> _TASK INPUT_:
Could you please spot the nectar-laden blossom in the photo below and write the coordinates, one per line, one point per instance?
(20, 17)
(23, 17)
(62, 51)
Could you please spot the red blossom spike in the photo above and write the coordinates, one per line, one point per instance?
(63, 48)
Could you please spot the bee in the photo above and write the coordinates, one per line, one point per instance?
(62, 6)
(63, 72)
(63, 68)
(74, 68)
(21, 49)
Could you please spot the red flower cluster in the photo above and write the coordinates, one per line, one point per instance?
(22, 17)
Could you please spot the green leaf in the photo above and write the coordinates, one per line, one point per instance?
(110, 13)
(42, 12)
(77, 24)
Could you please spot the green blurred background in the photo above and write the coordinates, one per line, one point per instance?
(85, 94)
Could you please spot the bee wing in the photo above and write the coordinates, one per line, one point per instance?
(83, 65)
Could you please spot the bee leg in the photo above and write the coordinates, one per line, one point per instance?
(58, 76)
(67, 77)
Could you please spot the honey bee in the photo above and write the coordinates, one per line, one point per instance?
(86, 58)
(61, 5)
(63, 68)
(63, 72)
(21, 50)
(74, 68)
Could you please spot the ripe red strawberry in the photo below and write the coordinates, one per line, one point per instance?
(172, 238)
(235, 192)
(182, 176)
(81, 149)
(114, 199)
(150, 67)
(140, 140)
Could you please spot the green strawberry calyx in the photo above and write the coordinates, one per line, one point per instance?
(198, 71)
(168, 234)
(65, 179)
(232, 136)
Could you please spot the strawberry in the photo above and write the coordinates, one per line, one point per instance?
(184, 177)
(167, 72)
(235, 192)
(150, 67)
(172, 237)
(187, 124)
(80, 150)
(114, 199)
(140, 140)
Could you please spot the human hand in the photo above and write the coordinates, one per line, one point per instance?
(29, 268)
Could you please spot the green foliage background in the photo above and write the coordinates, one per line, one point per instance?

> _WRITTEN TASK_:
Restate every entry word for word.

> _EXERCISE RESULT_:
Could you please spot the nectar-laden blossom in the photo below and write the coordinates, one per line, one point per instance?
(20, 17)
(23, 17)
(62, 51)
Could you please spot the red blossom spike in the photo above and write the coordinates, one per line, one point per instance?
(63, 48)
Could you please spot the bee in the photo above and write the coordinates, one per line, one point per instance?
(62, 6)
(63, 72)
(63, 68)
(74, 68)
(21, 49)
Could you please spot the red flower cluster in the photo above and write the coordinates, one per line, one point per instance?
(22, 17)
Could you please spot the green leaf in the photo above and write the coordinates, one per line, one point per instance?
(110, 13)
(42, 12)
(77, 24)
Could you please spot the green blurred background in the photo above and write the coordinates, one per line, one point per instance?
(85, 94)
Could you please spot the bee wing in the photo above and write the coordinates, one per line, one point per instance?
(83, 65)
Could you please spot the bee leg in the photo above and write the coordinates, one per line, one point per instance?
(58, 76)
(67, 77)
Could you please spot the honey bee in the photo above and write the coordinates, one per line, one point per instance?
(86, 58)
(61, 5)
(63, 68)
(63, 72)
(21, 50)
(74, 68)
Could you please spot the ripe red strawberry in the photo below and write the coordinates, one per line, one point per instance?
(172, 238)
(235, 192)
(182, 176)
(81, 149)
(114, 199)
(150, 67)
(140, 140)
Could you please spot the green strawberry calyx in the photo above and write the coordinates, one per line, one point per instance?
(198, 71)
(168, 234)
(65, 179)
(232, 136)
Could you please spot the strawberry in the photo above and write the coordinates, one per line, one point per instance?
(184, 177)
(167, 72)
(235, 192)
(150, 67)
(172, 237)
(187, 124)
(80, 150)
(114, 199)
(140, 140)
Could you please spot the human hand in the photo above and write the coordinates, one per line, one point per instance?
(29, 268)
Could you please spot the green foliage background in the photo above and write the coordinates, one per line, one point per instance?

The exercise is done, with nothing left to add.